TEXTO FORNECIDO:
════════════════

Por Edmilson Lopes
(Sociólogo e professor de Sociologia do Dep. de Ciências Sociais – UFRN)
Segundo levantamento da Secretaria de Segurança Pública do Rio Grande do Norte, 47% das pessoas que se encontram encarceradas no estado devem à sua prisão ao envolvimento com o tráfico de drogas. Em 2008, esse percentual era 20%. O que teria levado a um aumento tão significativo? As prisões seriam o resultado de um forte enraizamento social do consumo de drogas na esquina do Atlântico Sul? Ou, quem sabe?, o produto da eficiência policial potiguar?
Os dados ainda não permitem análises mais aprofundadas, mas a minha hipótese é a de que esse quadro é o efeito indesejado da Lei 11.343, de 2006. Como se sabe, essa lei relaxou a punição contra os usuários, mas, até como contrapartida para legitimar essa aparente liberalidade, aumentou a punição para os supostos traficantes. E as penas são draconianas: de 05 a 10 anos de prisão
A lei acima mencionada, apesar do seu verniz progressista e das boas intenções daqueles que a elaboraram e lutaram pela sua aprovação, produz um resultado fortemente negativo, oposto ao ideário explicitado por aqueles que a defenderam quando da discussão. Por quê? Ora, simplesmente porque ela atribui muito poder ao sistema repressivo (especialmente o policial) para determinar quem é traficante. Na realidade, os jovens de classe média, quando encontrados com algumas gramas de maconha ou cocaína, defendem-se recorrendo a justificativa de que são “usuários”. Os jovens da periferia, como reagem? Em primeiro lugar, legalmente, não reagem. Não têm os recursos materiais e simbólicos para isso. Quando tentam se explicar, em uma batida policial, são colocados no seu “devido lugar” pelas “autoridades”. Os primeiros saem lépidos e faceiros, afinal são usuários e são “nossos” (nossos filhos, alunos, colegas, filhos de amigos, etc.). Já os segundos, mesmo quando portam quantidades de drogas idênticas ou menores do que aquelas que, todo mundo sabe, os jovens de classe média levam para as suas baladas, são taxados como traficantes.

════════════════

TRABALHO A FAZER:
a. De acordo com o texto sobre a lei de drogas, qual era em 2008 o percentual de pessoas presas no Rio Grande do Norte por envolvimento com o tráfico?
b. Transcreva do texto sobre a lei de drogas o trecho que começa em "Por Edmilson Lopes" e vai até "eficiência policial potiguar?".

REGISTROS FORNECIDOS:
════════════════

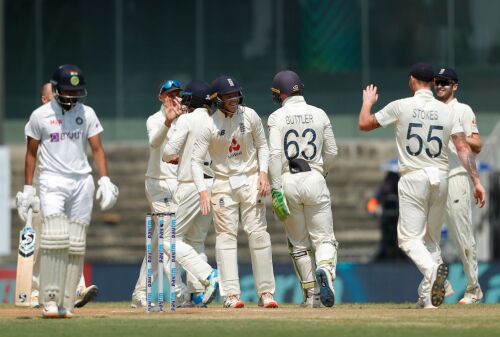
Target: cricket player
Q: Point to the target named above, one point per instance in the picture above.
(61, 129)
(424, 127)
(192, 226)
(160, 183)
(458, 216)
(302, 150)
(235, 139)
(84, 294)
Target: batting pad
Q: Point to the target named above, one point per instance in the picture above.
(190, 260)
(77, 237)
(53, 264)
(304, 265)
(55, 232)
(54, 244)
(262, 262)
(73, 274)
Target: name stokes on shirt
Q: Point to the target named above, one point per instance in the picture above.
(431, 115)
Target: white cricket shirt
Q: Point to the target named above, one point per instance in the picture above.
(468, 122)
(423, 129)
(299, 130)
(237, 145)
(63, 137)
(157, 135)
(181, 138)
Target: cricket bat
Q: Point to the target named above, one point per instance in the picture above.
(25, 259)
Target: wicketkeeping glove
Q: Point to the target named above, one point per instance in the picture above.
(279, 204)
(108, 192)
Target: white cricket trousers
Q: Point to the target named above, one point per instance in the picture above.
(229, 207)
(310, 220)
(459, 223)
(421, 214)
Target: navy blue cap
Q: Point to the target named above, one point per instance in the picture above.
(68, 77)
(287, 82)
(447, 73)
(422, 72)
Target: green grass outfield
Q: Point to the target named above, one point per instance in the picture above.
(118, 319)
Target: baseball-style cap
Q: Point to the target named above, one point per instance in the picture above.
(422, 71)
(447, 73)
(69, 77)
(170, 85)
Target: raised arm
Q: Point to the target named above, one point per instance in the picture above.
(329, 148)
(30, 160)
(467, 158)
(275, 152)
(260, 142)
(200, 149)
(367, 121)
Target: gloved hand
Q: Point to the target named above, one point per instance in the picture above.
(107, 192)
(279, 204)
(25, 200)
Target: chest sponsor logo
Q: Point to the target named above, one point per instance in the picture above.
(62, 136)
(234, 148)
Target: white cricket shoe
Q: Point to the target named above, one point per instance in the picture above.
(50, 310)
(35, 302)
(312, 300)
(325, 282)
(424, 303)
(85, 295)
(139, 300)
(472, 296)
(65, 313)
(233, 301)
(267, 300)
(438, 284)
(212, 287)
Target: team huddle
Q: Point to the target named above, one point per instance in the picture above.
(211, 164)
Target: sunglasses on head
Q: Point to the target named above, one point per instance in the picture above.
(442, 83)
(167, 85)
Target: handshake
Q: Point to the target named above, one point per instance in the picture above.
(280, 206)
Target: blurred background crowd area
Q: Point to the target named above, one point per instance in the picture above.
(127, 47)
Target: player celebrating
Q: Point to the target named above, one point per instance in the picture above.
(61, 129)
(458, 216)
(424, 127)
(235, 139)
(192, 226)
(161, 182)
(302, 149)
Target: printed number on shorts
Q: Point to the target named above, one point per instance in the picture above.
(430, 138)
(291, 146)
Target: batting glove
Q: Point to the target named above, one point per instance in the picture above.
(107, 192)
(279, 204)
(25, 200)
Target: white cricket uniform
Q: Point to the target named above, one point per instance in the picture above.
(66, 185)
(66, 195)
(192, 226)
(423, 126)
(458, 207)
(160, 185)
(299, 130)
(238, 148)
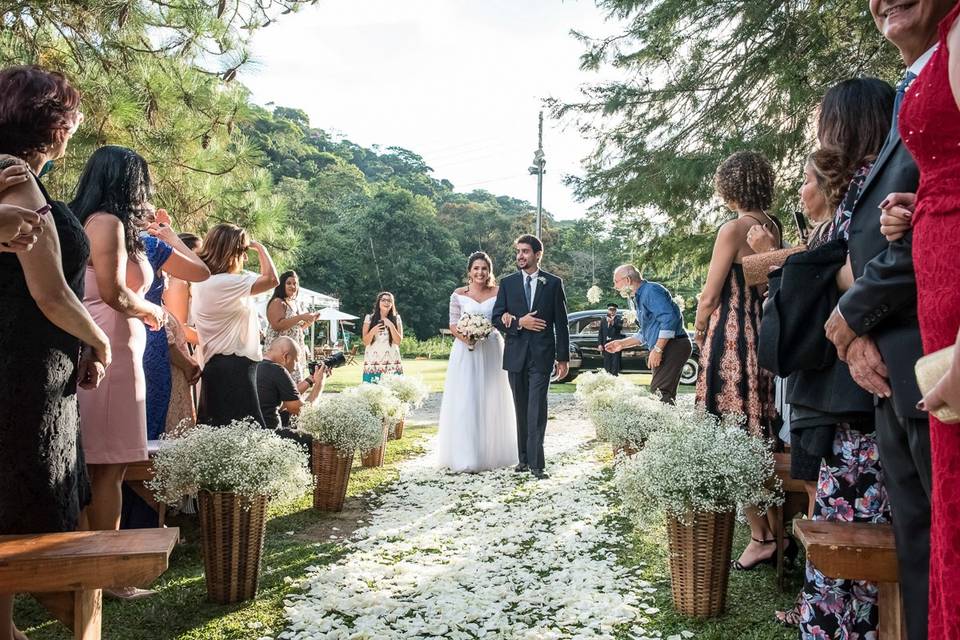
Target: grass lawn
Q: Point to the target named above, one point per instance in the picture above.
(297, 537)
(434, 372)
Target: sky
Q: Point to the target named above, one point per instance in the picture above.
(459, 82)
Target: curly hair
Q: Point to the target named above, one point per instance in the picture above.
(38, 108)
(746, 180)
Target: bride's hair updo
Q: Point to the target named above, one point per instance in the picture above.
(480, 255)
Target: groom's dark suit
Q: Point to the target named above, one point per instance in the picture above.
(528, 356)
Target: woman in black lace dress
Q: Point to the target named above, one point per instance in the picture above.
(42, 326)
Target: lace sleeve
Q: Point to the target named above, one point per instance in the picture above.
(455, 310)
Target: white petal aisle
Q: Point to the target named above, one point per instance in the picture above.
(491, 555)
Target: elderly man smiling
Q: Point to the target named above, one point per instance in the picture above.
(661, 329)
(874, 326)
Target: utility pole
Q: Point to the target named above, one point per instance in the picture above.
(536, 169)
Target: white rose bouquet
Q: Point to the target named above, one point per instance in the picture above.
(475, 327)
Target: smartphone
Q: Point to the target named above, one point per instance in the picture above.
(801, 222)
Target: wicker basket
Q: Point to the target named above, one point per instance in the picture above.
(700, 563)
(331, 473)
(231, 538)
(374, 457)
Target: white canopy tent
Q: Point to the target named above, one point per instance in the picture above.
(313, 301)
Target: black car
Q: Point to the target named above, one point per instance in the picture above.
(585, 352)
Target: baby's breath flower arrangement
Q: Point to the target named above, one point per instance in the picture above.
(589, 384)
(697, 465)
(626, 418)
(240, 458)
(344, 421)
(410, 391)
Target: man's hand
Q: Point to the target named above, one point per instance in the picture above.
(562, 368)
(531, 322)
(839, 333)
(655, 358)
(867, 367)
(896, 215)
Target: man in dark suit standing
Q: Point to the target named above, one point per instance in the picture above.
(611, 328)
(875, 328)
(531, 310)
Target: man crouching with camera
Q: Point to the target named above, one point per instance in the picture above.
(280, 398)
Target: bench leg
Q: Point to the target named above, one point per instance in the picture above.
(892, 624)
(81, 611)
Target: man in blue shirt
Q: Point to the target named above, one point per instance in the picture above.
(661, 329)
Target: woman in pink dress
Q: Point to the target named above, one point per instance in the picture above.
(112, 200)
(930, 127)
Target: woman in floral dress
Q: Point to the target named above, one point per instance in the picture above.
(382, 334)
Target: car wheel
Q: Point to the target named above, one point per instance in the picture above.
(690, 372)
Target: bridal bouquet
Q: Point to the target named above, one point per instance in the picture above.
(474, 327)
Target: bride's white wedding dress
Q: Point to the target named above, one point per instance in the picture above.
(478, 426)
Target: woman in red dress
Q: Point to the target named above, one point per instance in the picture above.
(930, 126)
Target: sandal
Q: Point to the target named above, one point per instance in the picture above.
(739, 566)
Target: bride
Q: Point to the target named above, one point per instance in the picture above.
(478, 426)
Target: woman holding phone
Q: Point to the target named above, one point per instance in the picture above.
(382, 334)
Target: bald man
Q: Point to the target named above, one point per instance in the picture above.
(279, 396)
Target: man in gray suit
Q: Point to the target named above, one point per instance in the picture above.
(875, 328)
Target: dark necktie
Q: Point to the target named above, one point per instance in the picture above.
(908, 77)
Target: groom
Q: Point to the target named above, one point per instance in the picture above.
(531, 310)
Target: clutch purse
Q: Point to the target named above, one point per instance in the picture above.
(756, 267)
(930, 369)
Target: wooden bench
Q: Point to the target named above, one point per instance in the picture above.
(858, 551)
(796, 501)
(66, 572)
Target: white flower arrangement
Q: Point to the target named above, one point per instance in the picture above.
(628, 418)
(475, 327)
(410, 391)
(241, 458)
(589, 384)
(698, 465)
(593, 294)
(344, 421)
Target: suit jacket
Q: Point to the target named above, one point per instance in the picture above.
(883, 301)
(607, 332)
(536, 349)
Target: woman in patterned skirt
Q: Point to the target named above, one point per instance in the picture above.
(728, 323)
(382, 334)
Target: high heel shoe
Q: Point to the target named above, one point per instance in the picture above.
(739, 566)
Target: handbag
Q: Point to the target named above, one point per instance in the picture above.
(756, 267)
(930, 369)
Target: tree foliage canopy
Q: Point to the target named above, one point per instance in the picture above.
(702, 79)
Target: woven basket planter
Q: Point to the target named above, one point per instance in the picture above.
(331, 474)
(374, 457)
(231, 538)
(700, 563)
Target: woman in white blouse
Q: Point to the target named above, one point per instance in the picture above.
(228, 327)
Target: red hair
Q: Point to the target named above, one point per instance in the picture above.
(37, 109)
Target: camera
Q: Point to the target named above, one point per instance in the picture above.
(334, 360)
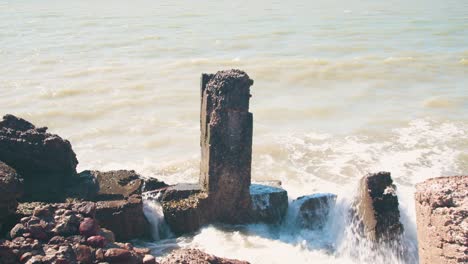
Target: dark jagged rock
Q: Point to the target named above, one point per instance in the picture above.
(41, 240)
(188, 214)
(111, 185)
(377, 208)
(195, 256)
(442, 220)
(124, 217)
(10, 190)
(314, 210)
(46, 162)
(269, 204)
(226, 143)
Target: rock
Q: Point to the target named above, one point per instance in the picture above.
(269, 204)
(188, 214)
(226, 142)
(118, 184)
(148, 259)
(85, 186)
(46, 162)
(18, 230)
(313, 210)
(10, 189)
(195, 256)
(88, 227)
(179, 191)
(7, 255)
(442, 220)
(97, 241)
(83, 254)
(107, 234)
(118, 255)
(124, 218)
(377, 208)
(151, 184)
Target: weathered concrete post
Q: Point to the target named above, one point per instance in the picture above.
(377, 208)
(442, 220)
(226, 142)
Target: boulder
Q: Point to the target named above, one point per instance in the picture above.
(442, 220)
(10, 190)
(314, 210)
(124, 218)
(269, 204)
(188, 214)
(195, 256)
(111, 185)
(34, 240)
(377, 208)
(46, 162)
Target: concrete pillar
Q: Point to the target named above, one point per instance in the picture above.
(377, 207)
(442, 220)
(226, 142)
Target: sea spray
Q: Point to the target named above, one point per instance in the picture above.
(154, 213)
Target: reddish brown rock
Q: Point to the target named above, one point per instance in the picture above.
(83, 254)
(119, 255)
(10, 190)
(148, 259)
(442, 220)
(195, 256)
(124, 218)
(96, 241)
(377, 208)
(46, 162)
(88, 227)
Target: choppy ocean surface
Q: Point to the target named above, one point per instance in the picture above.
(341, 88)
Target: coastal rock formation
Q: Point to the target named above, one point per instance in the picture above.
(226, 143)
(442, 220)
(195, 256)
(46, 162)
(64, 233)
(269, 204)
(377, 207)
(10, 190)
(123, 217)
(111, 185)
(314, 210)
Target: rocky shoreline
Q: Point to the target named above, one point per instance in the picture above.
(50, 213)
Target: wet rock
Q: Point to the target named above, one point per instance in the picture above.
(10, 190)
(314, 210)
(119, 255)
(195, 256)
(226, 142)
(97, 241)
(377, 207)
(46, 162)
(83, 254)
(124, 218)
(107, 234)
(442, 220)
(269, 204)
(179, 191)
(88, 227)
(188, 214)
(151, 184)
(148, 259)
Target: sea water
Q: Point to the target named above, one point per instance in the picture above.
(342, 88)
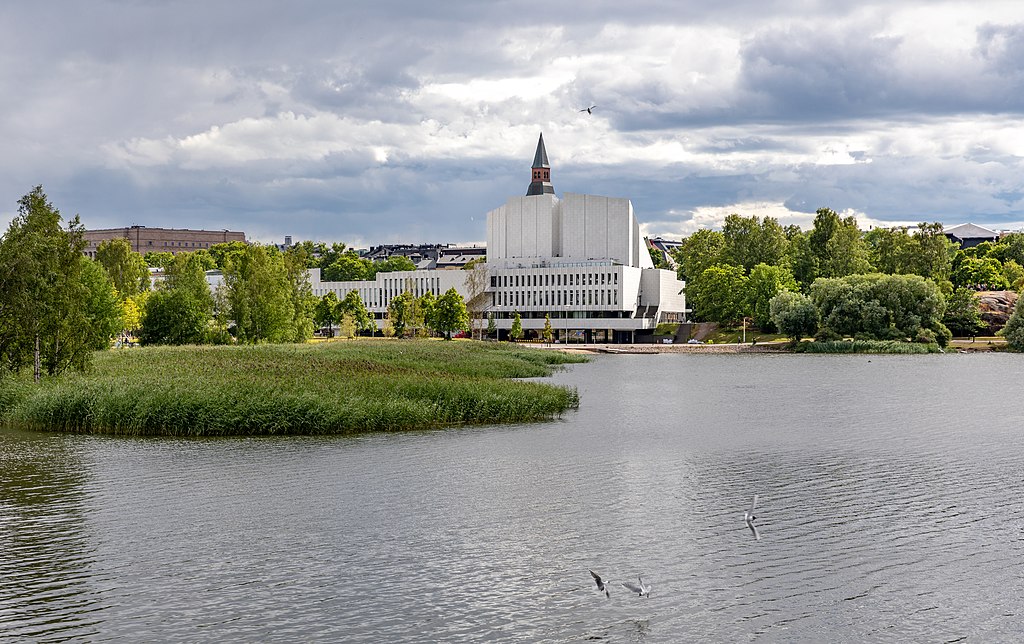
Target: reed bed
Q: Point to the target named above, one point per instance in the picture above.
(865, 346)
(327, 388)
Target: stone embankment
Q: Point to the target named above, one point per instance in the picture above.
(766, 347)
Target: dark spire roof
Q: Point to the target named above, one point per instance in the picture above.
(541, 173)
(541, 158)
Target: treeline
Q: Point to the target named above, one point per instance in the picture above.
(57, 306)
(837, 281)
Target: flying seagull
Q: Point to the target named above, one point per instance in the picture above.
(643, 590)
(602, 585)
(749, 519)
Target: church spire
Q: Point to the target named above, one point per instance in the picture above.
(541, 181)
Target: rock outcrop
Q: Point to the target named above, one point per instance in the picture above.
(996, 307)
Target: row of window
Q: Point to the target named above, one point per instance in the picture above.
(555, 280)
(588, 297)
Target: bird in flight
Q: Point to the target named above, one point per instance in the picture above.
(641, 590)
(602, 585)
(749, 519)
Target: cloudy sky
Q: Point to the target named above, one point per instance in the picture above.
(406, 121)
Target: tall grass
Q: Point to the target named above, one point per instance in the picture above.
(865, 346)
(338, 387)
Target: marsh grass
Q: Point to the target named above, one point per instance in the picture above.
(865, 346)
(328, 388)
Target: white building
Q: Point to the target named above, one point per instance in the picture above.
(580, 260)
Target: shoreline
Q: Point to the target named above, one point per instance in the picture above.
(955, 346)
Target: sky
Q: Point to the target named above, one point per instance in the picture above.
(402, 121)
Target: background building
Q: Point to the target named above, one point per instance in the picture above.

════════════════

RESPOSTAS DO EXERCÍCIO:
a. Era de 20%.

b.
Por Edmilson Lopes
(Sociólogo e professor de Sociologia do Dep. de Ciências Sociais – UFRN)
Segundo levantamento da Secretaria de Segurança Pública do Rio Grande do Norte, 47% das pessoas que se encontram encarceradas no estado devem à sua prisão ao envolvimento com o tráfico de drogas. Em 2008, esse percentual era 20%. O que teria levado a um aumento tão significativo? As prisões seriam o resultado de um forte enraizamento social do consumo de drogas na esquina do Atlântico Sul? Ou, quem sabe?, o produto da eficiência policial potiguar?